EXERCISE BRIEF: Lines before the one containing "Spot the wooden handle, then" are excluded; retype that line and all remaining lines of the material exactly.

Coordinate labeling data
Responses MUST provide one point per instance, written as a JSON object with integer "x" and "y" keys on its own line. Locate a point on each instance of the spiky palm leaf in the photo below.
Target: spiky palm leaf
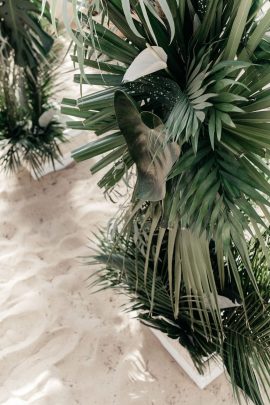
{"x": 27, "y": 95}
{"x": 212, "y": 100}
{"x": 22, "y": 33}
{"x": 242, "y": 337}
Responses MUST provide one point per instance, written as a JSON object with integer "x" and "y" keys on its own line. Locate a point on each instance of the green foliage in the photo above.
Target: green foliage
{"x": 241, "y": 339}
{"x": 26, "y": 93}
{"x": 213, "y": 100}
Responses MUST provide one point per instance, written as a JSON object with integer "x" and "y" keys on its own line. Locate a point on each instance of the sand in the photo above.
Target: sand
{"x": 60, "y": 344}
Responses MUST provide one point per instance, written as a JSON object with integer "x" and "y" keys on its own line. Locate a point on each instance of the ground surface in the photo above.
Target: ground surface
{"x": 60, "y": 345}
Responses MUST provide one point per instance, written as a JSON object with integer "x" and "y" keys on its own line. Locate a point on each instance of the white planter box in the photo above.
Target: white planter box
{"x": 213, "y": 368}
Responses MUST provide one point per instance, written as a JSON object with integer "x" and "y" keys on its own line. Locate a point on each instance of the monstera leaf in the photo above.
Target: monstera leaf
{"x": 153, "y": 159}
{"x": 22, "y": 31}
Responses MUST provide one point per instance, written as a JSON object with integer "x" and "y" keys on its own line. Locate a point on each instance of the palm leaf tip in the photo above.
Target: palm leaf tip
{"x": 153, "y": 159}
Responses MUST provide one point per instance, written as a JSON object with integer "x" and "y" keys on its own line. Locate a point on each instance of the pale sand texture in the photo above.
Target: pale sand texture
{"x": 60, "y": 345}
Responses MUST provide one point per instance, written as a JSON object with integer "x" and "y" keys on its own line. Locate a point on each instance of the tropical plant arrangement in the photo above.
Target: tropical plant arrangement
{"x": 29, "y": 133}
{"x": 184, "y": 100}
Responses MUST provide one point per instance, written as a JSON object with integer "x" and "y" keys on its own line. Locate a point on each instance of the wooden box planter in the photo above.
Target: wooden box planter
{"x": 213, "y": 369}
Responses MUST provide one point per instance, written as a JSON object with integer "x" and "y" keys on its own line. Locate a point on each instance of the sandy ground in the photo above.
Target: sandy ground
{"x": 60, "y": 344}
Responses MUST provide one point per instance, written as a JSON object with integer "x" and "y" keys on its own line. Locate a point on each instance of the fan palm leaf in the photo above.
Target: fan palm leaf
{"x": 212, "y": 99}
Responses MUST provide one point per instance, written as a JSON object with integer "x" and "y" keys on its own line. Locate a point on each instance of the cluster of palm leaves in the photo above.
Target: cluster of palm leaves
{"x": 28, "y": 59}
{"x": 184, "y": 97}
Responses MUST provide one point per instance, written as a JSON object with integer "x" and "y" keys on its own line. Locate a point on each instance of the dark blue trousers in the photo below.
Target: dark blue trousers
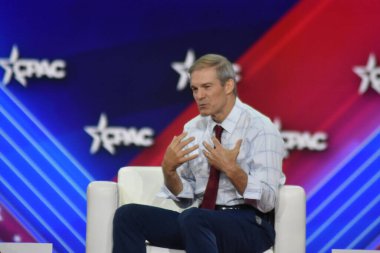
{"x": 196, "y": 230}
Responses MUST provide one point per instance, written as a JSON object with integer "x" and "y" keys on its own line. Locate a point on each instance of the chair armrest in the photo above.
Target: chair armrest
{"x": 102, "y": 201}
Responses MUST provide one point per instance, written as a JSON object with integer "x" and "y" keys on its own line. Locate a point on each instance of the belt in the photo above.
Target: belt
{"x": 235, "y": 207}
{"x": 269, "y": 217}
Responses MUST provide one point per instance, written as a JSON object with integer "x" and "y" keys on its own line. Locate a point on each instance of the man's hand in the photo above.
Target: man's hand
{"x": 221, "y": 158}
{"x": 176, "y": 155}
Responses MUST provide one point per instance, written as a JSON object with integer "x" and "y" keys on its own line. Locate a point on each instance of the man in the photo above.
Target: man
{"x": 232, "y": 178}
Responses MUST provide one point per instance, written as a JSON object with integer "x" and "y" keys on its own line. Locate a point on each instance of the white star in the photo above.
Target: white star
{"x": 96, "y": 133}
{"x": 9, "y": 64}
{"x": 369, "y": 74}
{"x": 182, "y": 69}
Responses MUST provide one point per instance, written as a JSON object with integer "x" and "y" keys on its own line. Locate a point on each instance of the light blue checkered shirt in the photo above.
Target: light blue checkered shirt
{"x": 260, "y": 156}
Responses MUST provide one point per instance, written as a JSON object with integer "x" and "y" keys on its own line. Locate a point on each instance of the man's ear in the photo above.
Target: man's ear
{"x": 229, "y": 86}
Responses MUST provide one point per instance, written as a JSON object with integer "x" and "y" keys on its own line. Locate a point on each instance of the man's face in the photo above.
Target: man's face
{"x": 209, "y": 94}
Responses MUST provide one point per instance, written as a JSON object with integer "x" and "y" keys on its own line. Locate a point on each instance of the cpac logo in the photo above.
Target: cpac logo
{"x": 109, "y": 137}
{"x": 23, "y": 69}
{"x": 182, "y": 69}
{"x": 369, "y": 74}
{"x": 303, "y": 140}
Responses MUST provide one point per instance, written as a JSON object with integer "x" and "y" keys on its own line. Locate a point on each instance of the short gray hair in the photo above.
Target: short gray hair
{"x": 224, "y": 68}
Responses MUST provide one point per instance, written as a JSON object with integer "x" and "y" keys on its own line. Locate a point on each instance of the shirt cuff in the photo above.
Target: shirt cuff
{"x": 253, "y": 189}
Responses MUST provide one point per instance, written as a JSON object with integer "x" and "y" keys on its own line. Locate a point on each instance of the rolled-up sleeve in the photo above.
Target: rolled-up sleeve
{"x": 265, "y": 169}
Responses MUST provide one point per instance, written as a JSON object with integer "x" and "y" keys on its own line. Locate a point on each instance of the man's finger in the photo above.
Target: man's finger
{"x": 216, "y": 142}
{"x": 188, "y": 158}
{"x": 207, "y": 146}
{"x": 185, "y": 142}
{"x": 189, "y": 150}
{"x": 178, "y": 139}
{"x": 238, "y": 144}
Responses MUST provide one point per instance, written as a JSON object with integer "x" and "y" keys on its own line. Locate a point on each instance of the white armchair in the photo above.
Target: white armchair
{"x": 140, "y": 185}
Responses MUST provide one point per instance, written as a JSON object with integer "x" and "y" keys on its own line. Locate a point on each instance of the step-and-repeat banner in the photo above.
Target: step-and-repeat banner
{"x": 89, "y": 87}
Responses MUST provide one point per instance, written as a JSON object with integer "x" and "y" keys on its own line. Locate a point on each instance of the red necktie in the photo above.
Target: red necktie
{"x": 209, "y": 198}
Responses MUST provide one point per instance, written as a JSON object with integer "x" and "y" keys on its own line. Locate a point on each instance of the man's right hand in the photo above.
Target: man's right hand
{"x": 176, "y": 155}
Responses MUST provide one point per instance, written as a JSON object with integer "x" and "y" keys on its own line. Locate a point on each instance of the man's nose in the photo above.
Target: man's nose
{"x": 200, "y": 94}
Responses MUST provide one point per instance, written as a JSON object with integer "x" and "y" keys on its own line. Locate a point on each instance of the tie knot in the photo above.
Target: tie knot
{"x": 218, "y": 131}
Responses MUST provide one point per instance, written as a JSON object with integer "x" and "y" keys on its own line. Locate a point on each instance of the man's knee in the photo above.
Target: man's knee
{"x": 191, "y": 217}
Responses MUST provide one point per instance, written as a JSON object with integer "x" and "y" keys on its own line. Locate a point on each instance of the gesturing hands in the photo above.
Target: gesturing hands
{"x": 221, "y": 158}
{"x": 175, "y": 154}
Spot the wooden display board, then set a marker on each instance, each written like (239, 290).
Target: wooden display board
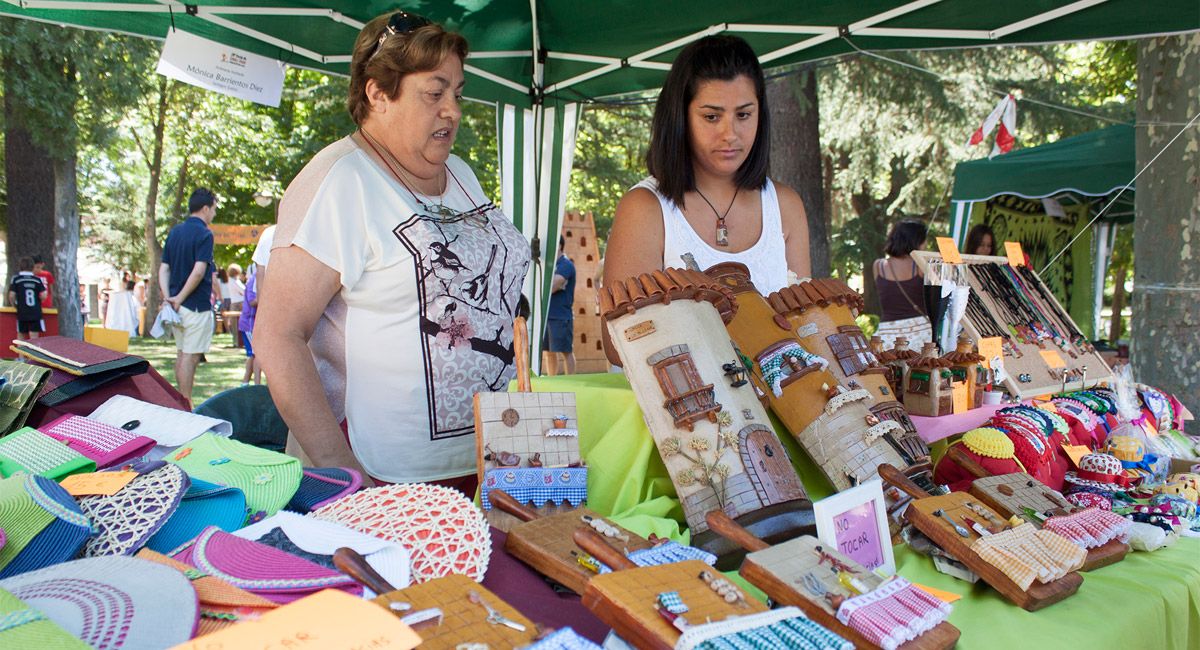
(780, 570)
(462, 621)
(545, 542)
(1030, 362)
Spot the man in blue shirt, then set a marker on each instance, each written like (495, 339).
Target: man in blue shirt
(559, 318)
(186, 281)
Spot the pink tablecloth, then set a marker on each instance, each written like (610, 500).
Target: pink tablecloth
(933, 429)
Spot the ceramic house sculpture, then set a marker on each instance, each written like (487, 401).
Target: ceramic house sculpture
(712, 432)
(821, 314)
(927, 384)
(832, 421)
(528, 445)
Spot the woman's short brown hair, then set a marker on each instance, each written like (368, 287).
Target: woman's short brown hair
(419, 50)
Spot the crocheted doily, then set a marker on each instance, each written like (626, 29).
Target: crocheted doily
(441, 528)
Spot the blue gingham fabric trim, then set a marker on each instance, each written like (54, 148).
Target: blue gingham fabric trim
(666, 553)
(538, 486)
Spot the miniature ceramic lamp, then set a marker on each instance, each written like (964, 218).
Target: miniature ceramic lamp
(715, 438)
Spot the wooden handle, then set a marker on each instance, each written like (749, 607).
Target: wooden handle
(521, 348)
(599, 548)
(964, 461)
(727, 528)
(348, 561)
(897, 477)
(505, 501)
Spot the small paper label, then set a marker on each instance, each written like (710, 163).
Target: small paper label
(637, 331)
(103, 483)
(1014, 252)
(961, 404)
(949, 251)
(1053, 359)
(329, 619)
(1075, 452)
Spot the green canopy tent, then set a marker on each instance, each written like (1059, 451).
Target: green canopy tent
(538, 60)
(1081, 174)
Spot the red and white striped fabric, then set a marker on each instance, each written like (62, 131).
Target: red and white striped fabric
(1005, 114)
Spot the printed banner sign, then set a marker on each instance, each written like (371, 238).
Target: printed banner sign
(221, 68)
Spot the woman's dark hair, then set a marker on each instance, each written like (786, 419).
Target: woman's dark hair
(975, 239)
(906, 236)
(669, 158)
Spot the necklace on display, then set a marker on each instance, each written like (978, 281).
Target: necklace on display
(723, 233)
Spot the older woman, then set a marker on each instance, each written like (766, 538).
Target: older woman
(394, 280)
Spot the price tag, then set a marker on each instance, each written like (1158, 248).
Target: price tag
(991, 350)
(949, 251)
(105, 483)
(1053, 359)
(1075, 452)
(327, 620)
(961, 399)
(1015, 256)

ANSWER IN FULL:
Spot the wooden handle, then set a marker on each instance, each written like (749, 607).
Target: wooden handle
(521, 348)
(599, 548)
(964, 461)
(727, 528)
(348, 561)
(897, 477)
(505, 501)
Spot the small paper label, then set a marker on each instance, each written like (710, 163).
Target: small paper label
(637, 331)
(103, 483)
(1014, 252)
(961, 404)
(949, 251)
(1053, 359)
(329, 619)
(1075, 452)
Spot the green canopy tent, then set a marker on each instance, each written like (1059, 451).
Target: green canopy tent
(538, 60)
(1081, 174)
Spot the red and white striped fabric, then set a marker on each instance, each written like (62, 131).
Target: red and white striped fabric
(1005, 114)
Spot the printed banner sign, then set a marker on each instance, each written like (371, 238).
Target: printed banner sign
(221, 68)
Spot the woman's dark hair, then set a marker on each instance, each written like (786, 419).
Target: woman's dark hair
(975, 239)
(906, 236)
(669, 158)
Spot the necklace on display, then set a marker on each instance, each written like (978, 281).
Target: necklace on display
(723, 233)
Spot the older woman, then set a marker on each instance, each written like (766, 538).
Target: older woman
(394, 280)
Spot the price tag, then set a marker on each instance, each written like (1158, 248).
Target: price tag
(991, 350)
(949, 251)
(105, 483)
(1053, 359)
(1075, 452)
(327, 620)
(961, 399)
(1015, 256)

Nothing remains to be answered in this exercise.